| TEXT BLOCK |

# canada goose flute



## dropanchor

From browsing the forum it looks like most of you guys blow short reeds. Is there any of you who solely blow a goose flute?

Any suggestions as to which one? I cant figure out a short reed but can blow a flute.

Thanks guys.


----------



## MNhunter

The only flutes I would recommend would either be a Tim Grounds Guides Best (Tim won all his world championships with it) or a Foiles Meat Cutter.

I would strongly recommned switching to a short reed, it takes a lot of practice but totally worth it in the end. The sounds you can make on a short reed compared to those of the ones you can make on a flute are very different. Flutes are very limited in their vocabulary, where as short reeds you can make any sound of the Canadian Goose (honks, clucks, moans, feeding growls, spit calls, cries, etc...

And once you get a short reed down pretty good it is a whole lot easier to sound like more than one goose, how bout a whole flock!

Hope this helps!
Andy


----------



## cranehunter

I also love the flutes and have purchased a Foiles Meatcutter. It is an awesome flute and I used it with great success this year. My son blows a short reed Foiles Straight Meat Honker and he loves that. I recommend the Meatcutter even though it will cost you $150. after using flutes for 20 years I just could not get the short reed call to do what I wanted. The Meatcutter sounds so crisp compared to my Long Honker and you can cluck, double cluck, greet, comeback and moan with the Meatcutter with very little practice. Foiles has a video that is worth buying that explains how to use all his calls including the Meatcutter flute. Don't let these short reed nuts make you feel inferior. Long live the flute!

| SET TASKS |
a. In the goose flute thread, which flute did Tim Grounds use to win all his world championships?
b. According to the goose flute thread, why does MNhunter strongly recommend switching from a flute to a short reed?
c. Carry on the goose flute thread from the end of its last post.

| RECORDED INFORMATION |
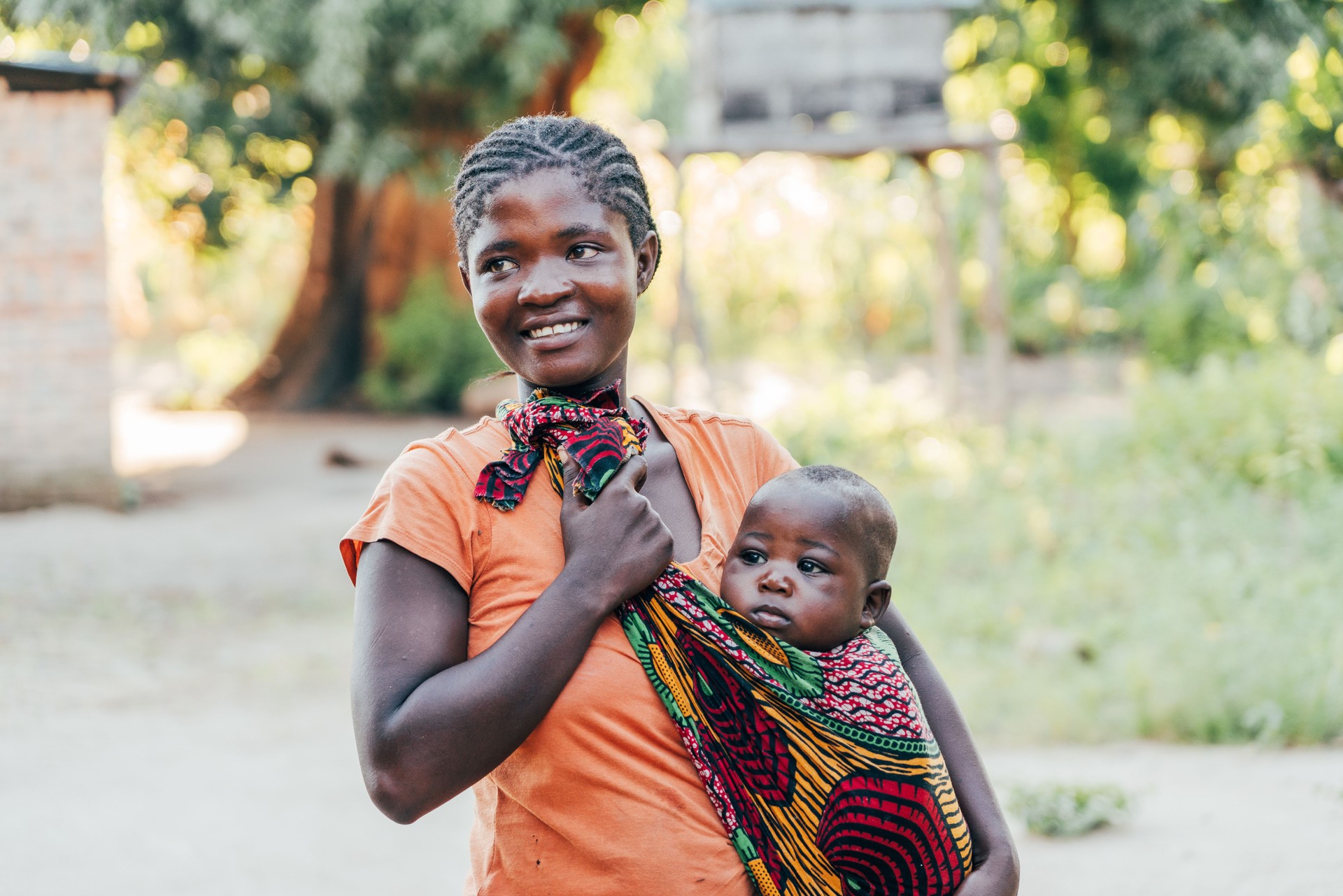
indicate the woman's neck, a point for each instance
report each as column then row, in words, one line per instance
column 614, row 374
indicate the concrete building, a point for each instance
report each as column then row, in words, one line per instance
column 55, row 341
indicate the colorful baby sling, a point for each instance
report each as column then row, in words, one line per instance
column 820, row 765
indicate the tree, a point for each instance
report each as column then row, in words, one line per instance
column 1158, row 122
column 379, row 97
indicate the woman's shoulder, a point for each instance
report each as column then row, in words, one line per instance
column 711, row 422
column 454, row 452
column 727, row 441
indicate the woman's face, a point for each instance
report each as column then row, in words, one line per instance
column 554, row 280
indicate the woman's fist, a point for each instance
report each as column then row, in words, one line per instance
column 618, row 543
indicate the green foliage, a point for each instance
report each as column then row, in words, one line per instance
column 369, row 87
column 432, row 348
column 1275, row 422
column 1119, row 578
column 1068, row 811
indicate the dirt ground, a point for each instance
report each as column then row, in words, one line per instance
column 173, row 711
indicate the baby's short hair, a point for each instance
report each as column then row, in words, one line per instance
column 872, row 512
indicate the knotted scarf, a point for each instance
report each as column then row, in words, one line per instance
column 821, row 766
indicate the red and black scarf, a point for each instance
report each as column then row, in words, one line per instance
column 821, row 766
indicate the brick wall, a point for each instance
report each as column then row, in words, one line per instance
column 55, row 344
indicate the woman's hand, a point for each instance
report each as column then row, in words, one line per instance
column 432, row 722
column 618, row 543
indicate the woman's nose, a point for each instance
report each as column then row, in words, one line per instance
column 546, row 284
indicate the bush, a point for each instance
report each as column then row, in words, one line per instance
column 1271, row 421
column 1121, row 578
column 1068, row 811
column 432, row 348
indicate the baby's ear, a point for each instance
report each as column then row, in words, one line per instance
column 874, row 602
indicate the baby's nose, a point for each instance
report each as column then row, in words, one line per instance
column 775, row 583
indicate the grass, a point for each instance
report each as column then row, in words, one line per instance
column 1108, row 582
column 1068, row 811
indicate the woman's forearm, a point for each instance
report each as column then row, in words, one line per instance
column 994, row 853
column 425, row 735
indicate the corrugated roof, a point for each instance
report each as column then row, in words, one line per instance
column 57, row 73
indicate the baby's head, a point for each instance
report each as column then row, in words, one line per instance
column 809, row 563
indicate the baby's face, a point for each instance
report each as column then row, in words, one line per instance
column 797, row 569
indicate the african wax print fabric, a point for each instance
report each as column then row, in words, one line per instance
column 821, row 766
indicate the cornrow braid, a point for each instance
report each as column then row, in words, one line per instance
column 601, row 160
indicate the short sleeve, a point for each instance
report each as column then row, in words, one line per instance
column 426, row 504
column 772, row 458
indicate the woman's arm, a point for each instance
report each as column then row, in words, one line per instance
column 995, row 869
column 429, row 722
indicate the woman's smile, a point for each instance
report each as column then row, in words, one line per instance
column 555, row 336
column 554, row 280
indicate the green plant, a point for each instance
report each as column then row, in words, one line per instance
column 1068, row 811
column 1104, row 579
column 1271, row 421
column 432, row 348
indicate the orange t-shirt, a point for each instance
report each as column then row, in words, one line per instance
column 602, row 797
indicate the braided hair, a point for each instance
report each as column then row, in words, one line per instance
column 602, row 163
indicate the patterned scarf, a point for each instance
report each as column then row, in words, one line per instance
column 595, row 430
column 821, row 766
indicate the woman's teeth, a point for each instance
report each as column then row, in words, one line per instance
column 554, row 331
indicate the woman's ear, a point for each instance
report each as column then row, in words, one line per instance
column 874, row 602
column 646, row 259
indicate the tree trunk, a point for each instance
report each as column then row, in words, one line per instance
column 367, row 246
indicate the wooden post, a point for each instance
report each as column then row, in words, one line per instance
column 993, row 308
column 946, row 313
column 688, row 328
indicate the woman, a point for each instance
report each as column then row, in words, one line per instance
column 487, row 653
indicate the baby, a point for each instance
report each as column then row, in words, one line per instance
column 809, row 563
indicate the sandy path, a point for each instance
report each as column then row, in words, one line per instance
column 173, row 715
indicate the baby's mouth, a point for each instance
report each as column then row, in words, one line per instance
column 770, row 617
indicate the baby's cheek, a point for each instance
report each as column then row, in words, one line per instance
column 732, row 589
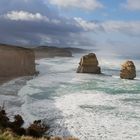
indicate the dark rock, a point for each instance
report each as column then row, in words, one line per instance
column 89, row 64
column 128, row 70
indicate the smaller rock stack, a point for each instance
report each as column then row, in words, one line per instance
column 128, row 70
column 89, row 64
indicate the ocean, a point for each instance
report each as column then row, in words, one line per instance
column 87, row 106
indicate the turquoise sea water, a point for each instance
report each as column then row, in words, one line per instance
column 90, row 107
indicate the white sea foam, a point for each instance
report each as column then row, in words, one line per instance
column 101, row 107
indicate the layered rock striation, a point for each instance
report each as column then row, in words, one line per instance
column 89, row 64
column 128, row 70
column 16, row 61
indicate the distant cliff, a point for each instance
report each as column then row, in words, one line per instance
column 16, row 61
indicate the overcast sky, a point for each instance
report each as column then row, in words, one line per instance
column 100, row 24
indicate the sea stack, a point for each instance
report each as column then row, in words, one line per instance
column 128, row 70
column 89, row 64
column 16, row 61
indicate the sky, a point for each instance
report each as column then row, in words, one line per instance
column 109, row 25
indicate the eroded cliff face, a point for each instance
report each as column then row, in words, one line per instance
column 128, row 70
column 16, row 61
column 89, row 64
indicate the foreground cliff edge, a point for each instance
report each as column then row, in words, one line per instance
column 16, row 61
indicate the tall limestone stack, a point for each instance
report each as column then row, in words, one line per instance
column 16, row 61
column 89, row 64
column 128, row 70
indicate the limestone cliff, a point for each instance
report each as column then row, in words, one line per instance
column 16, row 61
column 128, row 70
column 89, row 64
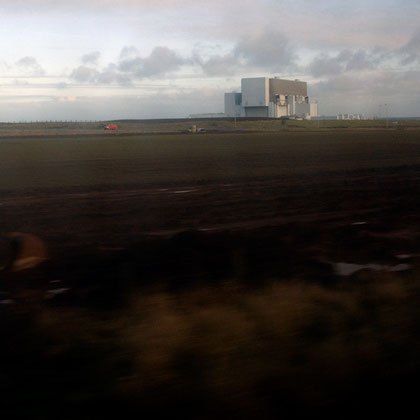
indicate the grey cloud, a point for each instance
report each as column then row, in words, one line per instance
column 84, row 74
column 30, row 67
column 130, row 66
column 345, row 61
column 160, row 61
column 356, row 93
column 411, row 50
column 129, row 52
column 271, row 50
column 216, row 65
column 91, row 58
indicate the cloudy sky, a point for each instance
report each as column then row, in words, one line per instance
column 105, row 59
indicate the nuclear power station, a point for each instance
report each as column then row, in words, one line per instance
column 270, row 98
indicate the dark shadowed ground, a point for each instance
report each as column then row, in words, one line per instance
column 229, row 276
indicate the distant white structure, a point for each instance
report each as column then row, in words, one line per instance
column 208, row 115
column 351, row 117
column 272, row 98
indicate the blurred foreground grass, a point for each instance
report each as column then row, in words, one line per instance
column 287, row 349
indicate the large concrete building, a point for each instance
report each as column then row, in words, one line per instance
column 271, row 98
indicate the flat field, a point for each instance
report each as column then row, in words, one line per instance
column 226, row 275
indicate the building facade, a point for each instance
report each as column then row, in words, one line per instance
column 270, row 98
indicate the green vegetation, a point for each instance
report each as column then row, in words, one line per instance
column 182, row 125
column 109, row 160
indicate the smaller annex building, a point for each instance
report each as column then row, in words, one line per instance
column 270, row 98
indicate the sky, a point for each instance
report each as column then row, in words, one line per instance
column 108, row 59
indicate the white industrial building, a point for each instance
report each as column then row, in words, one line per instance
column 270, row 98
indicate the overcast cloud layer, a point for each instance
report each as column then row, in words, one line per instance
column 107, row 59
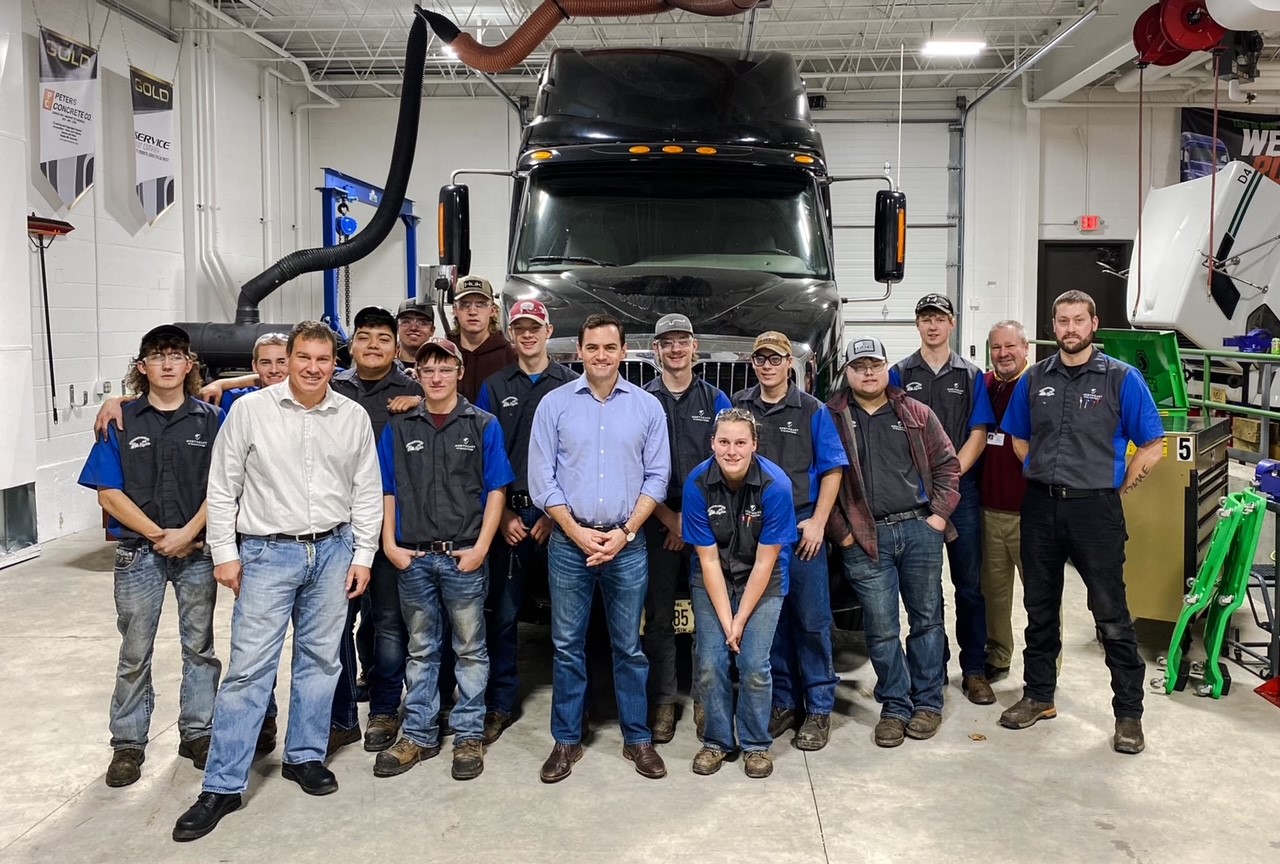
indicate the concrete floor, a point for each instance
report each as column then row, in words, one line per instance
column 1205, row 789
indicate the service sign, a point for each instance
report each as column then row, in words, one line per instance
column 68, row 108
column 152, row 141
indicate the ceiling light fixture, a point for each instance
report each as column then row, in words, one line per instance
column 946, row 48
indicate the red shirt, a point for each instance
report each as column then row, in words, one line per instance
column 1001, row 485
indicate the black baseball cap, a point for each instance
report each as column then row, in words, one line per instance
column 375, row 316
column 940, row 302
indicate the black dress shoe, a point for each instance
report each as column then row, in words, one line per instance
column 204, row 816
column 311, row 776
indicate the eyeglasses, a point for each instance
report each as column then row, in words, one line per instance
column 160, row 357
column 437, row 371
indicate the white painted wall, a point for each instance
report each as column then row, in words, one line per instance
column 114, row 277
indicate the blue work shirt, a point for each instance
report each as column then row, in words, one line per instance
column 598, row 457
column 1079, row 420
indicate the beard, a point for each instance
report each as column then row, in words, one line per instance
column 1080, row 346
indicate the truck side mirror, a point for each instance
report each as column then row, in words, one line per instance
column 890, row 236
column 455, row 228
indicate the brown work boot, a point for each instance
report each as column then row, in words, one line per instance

| RESULTS OF THE TASKS |
a. The Tim Grounds Guides Best.

b. Flutes are very limited in the sounds they can make, while a short reed can make any sound of the Canada goose, such as honks, clucks, moans, feeding growls, spit calls and cries. Once you get good on a short reed, it is also much easier to sound like more than one goose, or even a whole flock.

c.
----------



## GooseBuster3

If you guys just practied enough you would love the short reed calls. 
Long live the Short reed. hehehe


----------



## nodakoutdoors.com

Josh Neuwiller won the 2002 Avery Goose Contest blowing a flute......he sounds AWESOME! If blown right flutes can be just as goosey...but it requires more lung power.

Here's the link to the video file from Woody at Dedduck:

http://www.dedduck.com/rm/joshvid.rm

You need realplayer.


----------



## Matt Jones

Hey, do you guys blow your short reeds the Grounds method (using your tongue to break the air) or the Foiles way (keeping your tongue down)?


----------



## nodakoutdoors.com

grounds


----------



## Austin Bachmeier

Grounds Method. and I need to get rid of the "Mother".  Thing takes more air than a weather balloon.


----------



## MNhunter

I use the Foiles method....I feel it is goosier and a lot faster.

Chris....Josh won the Champion of Champions at the Avery with the Sean Mann Eastern Shoreman (Birdseye Maple Flute), which is actually basically a short reed. Even Mann himself says it has the short reed guts, blows like a short reed with just a touch of flute, but still sounds like a flute. Josh Nuewiller has gotta have pin feathers! Another file on that site is of John Bolen, he is actually blowing the Foiles Meatcutter but since then John has gone back to the short reed for comps. John told me the main reason he blows a flute a lot is because "They sounds too much like a goose not to blow em"

There are still quite a bit of excellent callers still using flutes, e.i. McCree, McGown, etc.......Even Ritchie McNight says he prefers the sound of a flute over a SR, but SR's just have that speed and versatility

Another reason to switch it because calling all day from a layout blind can be very difficult with a flute, the doors come up to high and it is a really big hassle. Don't get me wrong.....I will pull out the Grounds Guides Best when I am hunting over water.

I myself am a short reed anthusiast. I love the crack they have, that short reed sound they have, the speed, the size, and the versitility. Plus they are sooo damn fun to call geese with!


----------



## Decoyer

All the Sean Mann Call is is short reed that creates its own back pressure with the long barrel.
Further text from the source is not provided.